LISTED RECORDS:
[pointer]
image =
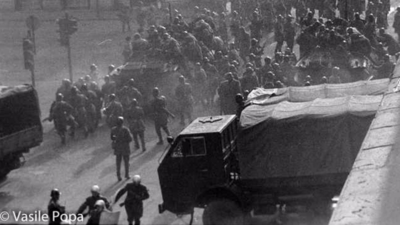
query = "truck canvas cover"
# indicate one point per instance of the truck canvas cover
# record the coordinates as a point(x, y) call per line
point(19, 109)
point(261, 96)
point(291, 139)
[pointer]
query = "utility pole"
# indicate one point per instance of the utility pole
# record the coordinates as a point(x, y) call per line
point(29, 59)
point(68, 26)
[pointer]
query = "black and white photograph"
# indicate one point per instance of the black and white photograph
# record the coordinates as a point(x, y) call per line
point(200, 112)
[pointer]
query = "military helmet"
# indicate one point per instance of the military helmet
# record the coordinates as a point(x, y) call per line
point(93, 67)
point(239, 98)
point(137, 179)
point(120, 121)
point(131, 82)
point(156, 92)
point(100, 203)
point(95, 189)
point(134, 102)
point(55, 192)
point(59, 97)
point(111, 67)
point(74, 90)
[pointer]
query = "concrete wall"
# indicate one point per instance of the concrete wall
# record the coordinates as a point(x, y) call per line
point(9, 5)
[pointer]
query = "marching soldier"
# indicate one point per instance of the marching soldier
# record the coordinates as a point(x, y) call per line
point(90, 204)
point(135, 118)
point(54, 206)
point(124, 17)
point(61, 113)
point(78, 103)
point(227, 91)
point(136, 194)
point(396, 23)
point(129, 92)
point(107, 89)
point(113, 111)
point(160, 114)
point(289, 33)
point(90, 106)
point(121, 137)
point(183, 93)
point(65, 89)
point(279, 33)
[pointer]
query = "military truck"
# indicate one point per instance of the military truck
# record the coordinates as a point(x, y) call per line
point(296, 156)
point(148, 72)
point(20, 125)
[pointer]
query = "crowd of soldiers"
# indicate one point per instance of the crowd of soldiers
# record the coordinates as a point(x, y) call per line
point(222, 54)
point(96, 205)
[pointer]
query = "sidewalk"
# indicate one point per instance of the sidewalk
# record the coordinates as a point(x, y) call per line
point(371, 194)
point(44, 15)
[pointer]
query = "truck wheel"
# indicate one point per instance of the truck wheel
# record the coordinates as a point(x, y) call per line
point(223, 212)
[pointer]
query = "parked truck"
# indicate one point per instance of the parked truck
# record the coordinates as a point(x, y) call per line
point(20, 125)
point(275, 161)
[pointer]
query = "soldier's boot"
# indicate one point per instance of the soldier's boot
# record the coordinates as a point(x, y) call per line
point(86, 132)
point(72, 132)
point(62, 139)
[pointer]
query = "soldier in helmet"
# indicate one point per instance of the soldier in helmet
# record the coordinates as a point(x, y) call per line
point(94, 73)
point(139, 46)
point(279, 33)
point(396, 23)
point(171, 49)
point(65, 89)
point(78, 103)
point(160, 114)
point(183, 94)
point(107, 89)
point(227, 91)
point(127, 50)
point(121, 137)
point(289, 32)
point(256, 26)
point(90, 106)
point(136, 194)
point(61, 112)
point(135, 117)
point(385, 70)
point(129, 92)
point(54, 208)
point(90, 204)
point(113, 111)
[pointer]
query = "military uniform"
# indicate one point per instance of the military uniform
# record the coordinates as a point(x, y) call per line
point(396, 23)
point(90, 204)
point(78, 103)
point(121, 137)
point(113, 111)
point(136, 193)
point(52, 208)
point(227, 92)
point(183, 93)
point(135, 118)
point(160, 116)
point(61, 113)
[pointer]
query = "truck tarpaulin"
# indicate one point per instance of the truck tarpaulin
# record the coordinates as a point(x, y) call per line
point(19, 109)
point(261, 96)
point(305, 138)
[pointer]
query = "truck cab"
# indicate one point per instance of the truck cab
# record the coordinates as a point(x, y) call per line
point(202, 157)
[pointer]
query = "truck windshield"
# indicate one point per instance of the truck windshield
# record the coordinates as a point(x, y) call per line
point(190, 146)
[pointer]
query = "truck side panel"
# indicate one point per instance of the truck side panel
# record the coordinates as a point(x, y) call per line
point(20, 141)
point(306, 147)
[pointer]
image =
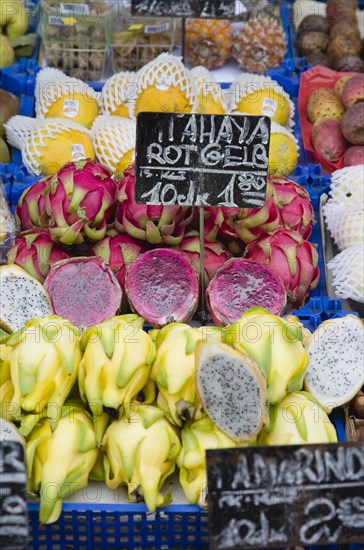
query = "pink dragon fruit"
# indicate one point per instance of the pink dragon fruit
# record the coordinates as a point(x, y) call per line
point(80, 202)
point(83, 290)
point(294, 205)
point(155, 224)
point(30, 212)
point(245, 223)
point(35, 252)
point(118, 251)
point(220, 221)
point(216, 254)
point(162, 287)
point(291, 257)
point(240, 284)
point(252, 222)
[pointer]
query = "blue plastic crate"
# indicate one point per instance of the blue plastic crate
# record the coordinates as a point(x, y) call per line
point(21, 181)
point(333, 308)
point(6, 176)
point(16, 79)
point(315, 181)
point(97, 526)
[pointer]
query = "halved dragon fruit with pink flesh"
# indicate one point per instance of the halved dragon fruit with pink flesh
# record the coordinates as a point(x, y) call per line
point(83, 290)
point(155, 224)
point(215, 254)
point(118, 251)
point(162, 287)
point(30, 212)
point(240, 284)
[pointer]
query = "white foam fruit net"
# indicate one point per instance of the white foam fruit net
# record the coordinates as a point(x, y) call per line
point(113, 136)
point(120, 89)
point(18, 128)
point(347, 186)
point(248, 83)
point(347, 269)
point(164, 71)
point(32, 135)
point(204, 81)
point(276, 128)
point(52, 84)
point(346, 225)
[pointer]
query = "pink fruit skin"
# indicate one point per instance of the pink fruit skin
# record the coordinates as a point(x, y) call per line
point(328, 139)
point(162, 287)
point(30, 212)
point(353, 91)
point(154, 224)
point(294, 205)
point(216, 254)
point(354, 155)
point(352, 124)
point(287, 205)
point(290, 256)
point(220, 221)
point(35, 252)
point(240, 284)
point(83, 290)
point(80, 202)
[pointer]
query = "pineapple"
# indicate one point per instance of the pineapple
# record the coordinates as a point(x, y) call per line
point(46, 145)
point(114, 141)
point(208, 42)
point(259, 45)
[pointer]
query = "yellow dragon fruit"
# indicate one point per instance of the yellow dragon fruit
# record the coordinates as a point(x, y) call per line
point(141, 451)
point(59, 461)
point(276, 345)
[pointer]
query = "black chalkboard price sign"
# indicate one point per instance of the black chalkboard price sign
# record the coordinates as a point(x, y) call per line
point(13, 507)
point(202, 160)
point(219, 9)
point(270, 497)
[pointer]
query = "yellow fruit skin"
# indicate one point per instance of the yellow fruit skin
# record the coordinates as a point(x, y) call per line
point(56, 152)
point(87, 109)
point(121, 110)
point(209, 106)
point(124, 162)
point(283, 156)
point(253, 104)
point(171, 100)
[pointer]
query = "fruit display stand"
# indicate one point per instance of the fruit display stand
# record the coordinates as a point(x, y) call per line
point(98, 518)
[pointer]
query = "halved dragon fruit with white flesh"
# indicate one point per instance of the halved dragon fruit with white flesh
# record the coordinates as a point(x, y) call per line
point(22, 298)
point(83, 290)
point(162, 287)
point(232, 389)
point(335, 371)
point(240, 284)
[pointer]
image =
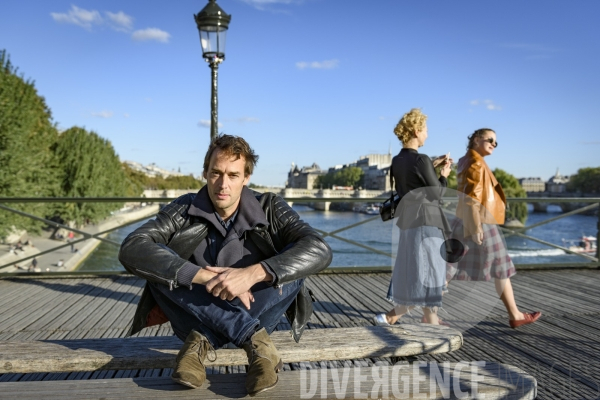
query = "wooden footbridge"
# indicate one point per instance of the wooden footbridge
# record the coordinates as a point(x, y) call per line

WHAT TO WORK ON: Sift the material for lines that include the word "marching", and copy each one.

EXERCISE RESPONSE:
query = "marching soldier"
# indicate one point per instance of the marching soldier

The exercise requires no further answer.